Top of Given data

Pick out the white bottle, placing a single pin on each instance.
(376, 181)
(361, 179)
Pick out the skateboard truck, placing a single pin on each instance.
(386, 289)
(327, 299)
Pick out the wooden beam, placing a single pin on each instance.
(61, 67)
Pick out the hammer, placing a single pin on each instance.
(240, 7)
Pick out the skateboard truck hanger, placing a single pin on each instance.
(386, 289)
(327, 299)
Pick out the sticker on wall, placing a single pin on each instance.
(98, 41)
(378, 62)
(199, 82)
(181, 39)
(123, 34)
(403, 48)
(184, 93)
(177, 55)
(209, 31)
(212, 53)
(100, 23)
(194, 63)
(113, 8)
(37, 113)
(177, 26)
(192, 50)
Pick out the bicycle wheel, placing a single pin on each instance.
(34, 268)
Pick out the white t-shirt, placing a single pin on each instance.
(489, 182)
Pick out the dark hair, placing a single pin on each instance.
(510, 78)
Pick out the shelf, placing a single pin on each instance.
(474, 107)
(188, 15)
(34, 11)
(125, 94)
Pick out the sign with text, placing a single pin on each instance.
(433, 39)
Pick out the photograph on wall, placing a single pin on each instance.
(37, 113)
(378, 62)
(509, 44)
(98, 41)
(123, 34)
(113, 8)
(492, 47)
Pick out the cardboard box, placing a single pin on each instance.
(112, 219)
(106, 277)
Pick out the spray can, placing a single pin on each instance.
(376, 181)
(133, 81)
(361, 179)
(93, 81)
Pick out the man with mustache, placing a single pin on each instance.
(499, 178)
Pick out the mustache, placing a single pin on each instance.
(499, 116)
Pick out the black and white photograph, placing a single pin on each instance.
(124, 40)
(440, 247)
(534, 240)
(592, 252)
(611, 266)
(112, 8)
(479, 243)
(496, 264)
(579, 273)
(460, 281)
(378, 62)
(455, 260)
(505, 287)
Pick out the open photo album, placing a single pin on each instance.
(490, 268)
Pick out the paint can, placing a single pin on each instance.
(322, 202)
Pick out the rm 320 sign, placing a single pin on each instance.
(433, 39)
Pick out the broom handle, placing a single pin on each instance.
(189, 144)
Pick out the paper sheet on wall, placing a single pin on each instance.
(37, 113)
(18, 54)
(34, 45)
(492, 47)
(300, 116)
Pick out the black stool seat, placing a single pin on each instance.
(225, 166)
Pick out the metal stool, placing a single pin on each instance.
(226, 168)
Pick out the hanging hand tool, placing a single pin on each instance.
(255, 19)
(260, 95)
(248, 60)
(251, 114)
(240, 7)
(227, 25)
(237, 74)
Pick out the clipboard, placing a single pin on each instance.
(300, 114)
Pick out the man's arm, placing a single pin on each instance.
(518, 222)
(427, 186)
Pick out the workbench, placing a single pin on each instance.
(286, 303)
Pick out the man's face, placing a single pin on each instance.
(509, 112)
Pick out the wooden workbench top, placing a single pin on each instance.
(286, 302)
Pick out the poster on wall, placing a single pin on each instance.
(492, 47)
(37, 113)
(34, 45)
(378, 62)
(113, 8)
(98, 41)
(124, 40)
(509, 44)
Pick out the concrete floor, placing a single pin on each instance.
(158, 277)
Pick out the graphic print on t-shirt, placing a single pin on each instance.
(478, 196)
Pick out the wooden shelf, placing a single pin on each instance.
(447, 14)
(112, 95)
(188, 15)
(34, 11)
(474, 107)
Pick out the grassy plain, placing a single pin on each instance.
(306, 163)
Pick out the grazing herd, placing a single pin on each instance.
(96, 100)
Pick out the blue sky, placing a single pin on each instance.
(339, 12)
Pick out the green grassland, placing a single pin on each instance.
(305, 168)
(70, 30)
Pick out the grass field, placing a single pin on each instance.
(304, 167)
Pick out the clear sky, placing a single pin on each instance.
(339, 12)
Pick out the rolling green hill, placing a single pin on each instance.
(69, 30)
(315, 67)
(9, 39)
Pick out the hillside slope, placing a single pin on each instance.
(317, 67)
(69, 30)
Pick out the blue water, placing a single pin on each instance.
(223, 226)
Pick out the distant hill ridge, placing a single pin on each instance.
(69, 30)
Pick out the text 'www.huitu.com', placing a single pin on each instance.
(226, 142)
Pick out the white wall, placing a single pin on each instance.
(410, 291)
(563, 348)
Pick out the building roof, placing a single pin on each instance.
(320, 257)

Bottom of Given data

- **Task details**
Each line above should be reproduced exactly, with nothing omitted.

- **The completed task**
Pick out the white bottle, placing a single pin on each instance.
(376, 181)
(361, 179)
Pick out the skateboard truck, placing a single pin on each instance.
(386, 289)
(327, 299)
Pick out the wooden beam, placing a single pin on each instance.
(61, 67)
Pick out the hammer, placing a single pin on each instance.
(240, 7)
Pick out the skateboard truck hanger, placing a single pin on each instance.
(386, 289)
(327, 299)
Pick out the sticker on wall, placing a single pin on each instance.
(98, 41)
(378, 62)
(199, 82)
(181, 39)
(123, 34)
(403, 48)
(184, 93)
(177, 55)
(209, 31)
(212, 53)
(100, 23)
(194, 63)
(113, 8)
(37, 113)
(177, 26)
(192, 50)
Pick out the bicycle wheel, placing a single pin on each instance.
(34, 268)
Pick out the white t-shirt, placing a single pin on each instance.
(489, 182)
Pick out the dark hair, placing a single pin on each instance.
(510, 78)
Pick out the shelf, placing a single pin on each instance.
(474, 107)
(188, 15)
(34, 11)
(125, 94)
Pick out the sign with text, placing a single pin on each instance.
(433, 39)
Pick out the photograph on wall, placing a single pin on each instance.
(37, 113)
(378, 62)
(509, 44)
(98, 41)
(123, 34)
(113, 8)
(492, 47)
Pick out the cardboard box, placing a single pin on each instance.
(112, 219)
(106, 277)
Pick out the spray can, placing a single pin on each instance.
(376, 181)
(133, 81)
(361, 179)
(93, 81)
Pick out the man with mustache, placing a single pin on each instance.
(499, 178)
Pick out the mustache, placing a single pin on each instance.
(499, 116)
Pick out the black and white photograph, placing a single pin on each instance.
(124, 40)
(440, 247)
(534, 240)
(592, 252)
(611, 266)
(112, 8)
(479, 243)
(496, 264)
(579, 273)
(460, 281)
(378, 62)
(455, 260)
(505, 287)
Pick out the open photo album, placing a single pin on each instance.
(490, 268)
Pick out the paint can, placing a single pin on each instance.
(322, 202)
Pick out the rm 320 sign, placing a single pin on each instance.
(433, 39)
Pick out the broom handle, placing a single pin on each instance.
(189, 144)
Pick out the paper sheet on wall, placing a single pin on each instance.
(37, 113)
(18, 54)
(34, 45)
(492, 47)
(300, 116)
Pick out the black stool seat, placing a single pin on each instance.
(225, 166)
Pick out the metal stool, placing a single pin on each instance.
(226, 168)
Pick out the hanging hand tool, placing a single pin on each instance.
(255, 19)
(260, 95)
(248, 60)
(251, 114)
(240, 7)
(227, 25)
(237, 74)
Pick out the clipboard, placing a single pin on each instance.
(300, 114)
Pick out the man's arm, placing a single pin on each instance.
(518, 222)
(427, 186)
Pick out the workbench, placing a single pin on each instance.
(286, 303)
Pick out the man's face, placing a single pin on each instance.
(509, 112)
Pick out the wooden workbench top, placing a single pin on each instance.
(286, 302)
Pick out the poster on wall, placing a single pin on each instance.
(492, 47)
(37, 113)
(34, 45)
(378, 62)
(113, 8)
(98, 41)
(124, 40)
(509, 44)
Pick out the concrete floor, placing a single pin on each instance.
(158, 277)
Pick out the graphic print on t-shirt, placing a single pin on each instance.
(478, 196)
Pick out the wooden shelf, placing a single pin on each instance.
(447, 14)
(112, 95)
(188, 15)
(34, 11)
(474, 107)
Pick out the grassy plain, placing a single pin on each instance.
(306, 163)
Pick out the grazing herd, placing a single pin on each instance.
(96, 100)
Pick out the blue sky, placing a single pin on each instance.
(339, 12)
Pick out the green grassland, placing a single pin on each instance.
(305, 168)
(70, 30)
Pick out the grass field, placing a single pin on each instance.
(304, 167)
Pick out the clear sky, placing a single pin on each instance.
(339, 12)
Pick out the rolling green hill, placing a single pin on each instance.
(69, 30)
(315, 67)
(9, 39)
Pick out the hillside slope, placing a single pin on each instance.
(317, 67)
(69, 30)
Pick out the blue water, placing a single pin on each instance.
(223, 226)
Pick out the distant hill ridge, placing a single pin on each instance.
(69, 30)
Pick out the text 'www.huitu.com', placing a single pin on each instance.
(226, 142)
Pick out the white wall, placing a single pin on each instance.
(410, 291)
(563, 348)
Pick out the building roof, placing a single pin on each instance.
(320, 257)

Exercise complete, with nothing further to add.